▸ TASK DIRECTIONS
An exact copy of the entries is required, excluding any pictures.

▸ EXERCISE MATERIAL
*-*-*

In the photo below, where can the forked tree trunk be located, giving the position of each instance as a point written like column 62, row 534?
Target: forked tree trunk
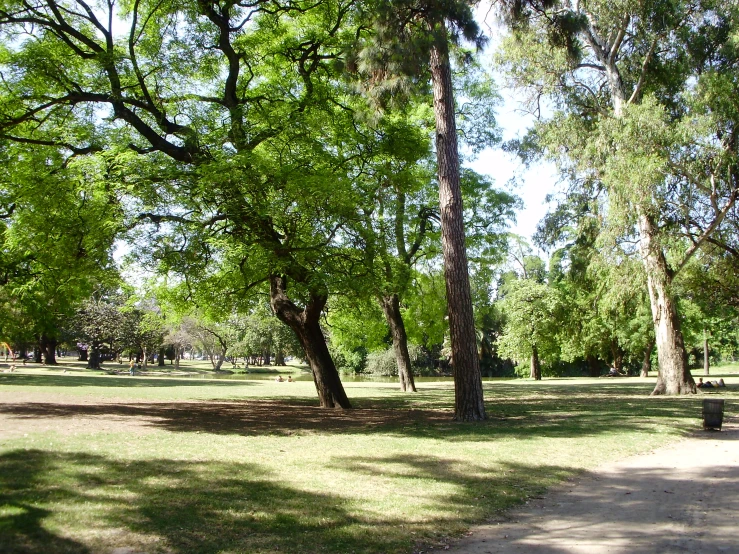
column 674, row 377
column 468, row 394
column 306, row 326
column 535, row 364
column 646, row 365
column 391, row 307
column 706, row 361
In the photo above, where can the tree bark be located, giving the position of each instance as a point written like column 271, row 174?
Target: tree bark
column 646, row 365
column 468, row 395
column 49, row 351
column 535, row 364
column 306, row 326
column 593, row 366
column 391, row 307
column 674, row 377
column 706, row 361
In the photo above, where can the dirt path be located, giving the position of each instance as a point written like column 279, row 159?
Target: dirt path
column 681, row 498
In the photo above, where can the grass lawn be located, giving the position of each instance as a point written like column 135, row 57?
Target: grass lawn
column 91, row 462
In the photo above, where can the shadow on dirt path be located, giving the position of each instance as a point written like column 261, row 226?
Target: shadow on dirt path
column 682, row 498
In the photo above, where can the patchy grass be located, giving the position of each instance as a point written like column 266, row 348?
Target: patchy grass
column 92, row 462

*-*-*

▸ ANSWER SPACE
In the photo below, where can the forked tree trunk be located, giving the position of each instance as a point written like column 62, row 534?
Target: forked tree trunk
column 674, row 377
column 468, row 394
column 306, row 326
column 535, row 364
column 646, row 365
column 391, row 307
column 706, row 361
In the photo above, where can the tree bark be located, giving the position of each instance as a point written like column 271, row 174?
Target: tree bark
column 646, row 365
column 468, row 395
column 49, row 351
column 535, row 364
column 306, row 326
column 593, row 366
column 391, row 307
column 674, row 377
column 706, row 361
In the photo above, where can the dirt path be located, giving the position of each instance as a point written like column 279, row 159?
Target: dirt path
column 681, row 498
In the photo above, where can the grass lawn be located, giving the position of each instance as a point written like column 135, row 57?
Target: grass lawn
column 91, row 462
In the photo above, where can the shadow on dirt path be located, giving the position of each instance as a point written like column 261, row 226?
Target: shadow on dirt path
column 682, row 498
In the photo above, where can the patchy grass be located, giving the position of each instance as a point written like column 266, row 348?
Target: patchy grass
column 92, row 462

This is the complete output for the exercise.